> [Document section]:

----

Who are the dead of Tlatelolco? Archivos Abiertos is determined to find an answer.

It seems like a simple question. Who among the thousands gathered in the Plaza de las Tres Culturas on the afternoon of October 2, 1968, did not return home that night? Who fell, instead, at some dark moment, caught between agents shooting from the apartments surrounding the square and the soldiers swarming below? Who died from their wounds as a Red Cross ambulance careened through the streets of Mexico City toward some emergency room? Who succumbed days later in a hospital bed?

Who are the dead? What were their names?

They are questions that have haunted Mexico for 38 years. Perhaps in another place, at another time, they would have been answered simply-with autopsy and death certificates, police reports, hospital records, film and photographs, and good journalism.

But Mexico was not that place, and 1968 was not that time. Mexico in 1968 was a nation of secrets and lies, where rumors trumped facts, propaganda masqueraded as news, and government officials were accountable to no one.

As a consequence, today we have neither an official nor an unofficial version of the massacre at Tlatelolco that explains its enduring mysteries: What orders did the PRI-led government give its military, police and intelligence services on October 2? Which senior officials in the administration of Gustavo Díaz Ordaz gave those orders? Why did the shooting begin?

And who died?

In the face of the government’s refusal to explain its role over the decades that followed 1968, others have tried : journalists, writers, the former leaders of the student movement, historians, political analysts. An independent “truth commission” convened in 1993, but failed to reach a definitive conclusion due to lack of resources, time, and authority; the Comisión Especial del 68 tried again in 1998 but was stymied by the lack of evidence.

Elena Poniatowska wrote her groundbreaking account in 1971, based on personal testimonies. Former student leaders, such as Luis González de Alba, have contributed important eyewitness accounts of the massacre. Sergio Aguayo established new facts in his invaluable book, 1968: Los Archivos de la Violencia. His unprecedented access to the documents of the Interior Secretariat (General Directorate of Political and Social Investigations, or IPS by its Spanish acronym) helped make his analysis the most definitive to date.

And yet, no one has solved the problem of the dead.

“[O]ne of the aspects of clarification still pending is the number of those killed,” wrote Aguayo in 1998. “As long as this issue is unresolved, it is difficult to claim that Tlatelolco has reached a final point” (Los Archivos de la Violencia, 250).

Waiting for Fox

Shortly after taking office in 2000, President Vicente Fox promised to clarify the events at Tlatelolco. By naming a Special Prosecutor charged with investigating the “dirty war”-beginning with the 1968 massacre-and opening secret intelligence archives to public scrutiny, Fox appeared to signal that his government would no longer tolerate the official cover-up.

----

> [Work instruction A]:
Answer these questions from the passage on the dead of Tlatelolco:
(i) In what year did an independent "truth commission" convene?
(ii) What is the title of Sergio Aguayo's book?
(iii) In what year did Vicente Fox take office?
> [Work instruction B]: From the passage on the dead of Tlatelolco, transcribe everything from "It seems like" down to "were their names?".

> [Input data]:

----

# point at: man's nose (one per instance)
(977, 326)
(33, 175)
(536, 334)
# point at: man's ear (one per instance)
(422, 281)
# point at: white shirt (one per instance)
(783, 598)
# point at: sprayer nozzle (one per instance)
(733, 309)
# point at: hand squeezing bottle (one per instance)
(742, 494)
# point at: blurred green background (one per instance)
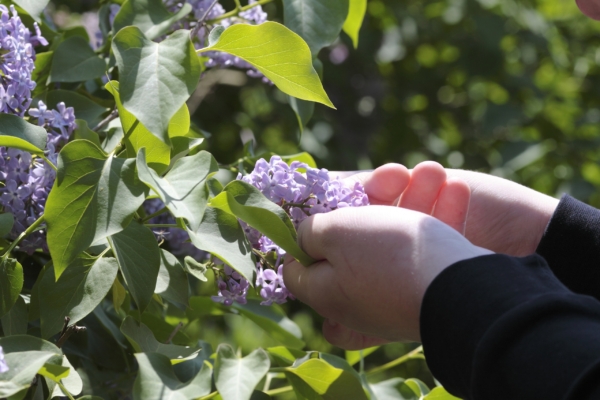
(505, 87)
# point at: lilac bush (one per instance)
(301, 191)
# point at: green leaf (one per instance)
(7, 221)
(398, 388)
(79, 290)
(195, 268)
(11, 283)
(33, 7)
(277, 52)
(156, 380)
(304, 110)
(15, 321)
(143, 341)
(138, 137)
(248, 204)
(138, 256)
(94, 196)
(84, 108)
(439, 393)
(172, 283)
(151, 16)
(184, 193)
(75, 61)
(73, 382)
(54, 372)
(236, 378)
(83, 132)
(41, 72)
(25, 356)
(220, 234)
(155, 79)
(354, 356)
(20, 134)
(354, 20)
(318, 22)
(274, 321)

----

> [Response area A]:
(i) 1993
(ii) 1968: Los Archivos de la Violencia
(iii) 2000

> [Response area B]:
It seems like a simple question. Who among the thousands gathered in the Plaza de las Tres Culturas on the afternoon of October 2, 1968, did not return home that night? Who fell, instead, at some dark moment, caught between agents shooting from the apartments surrounding the square and the soldiers swarming below? Who died from their wounds as a Red Cross ambulance careened through the streets of Mexico City toward some emergency room? Who succumbed days later in a hospital bed?

Who are the dead? What were their names?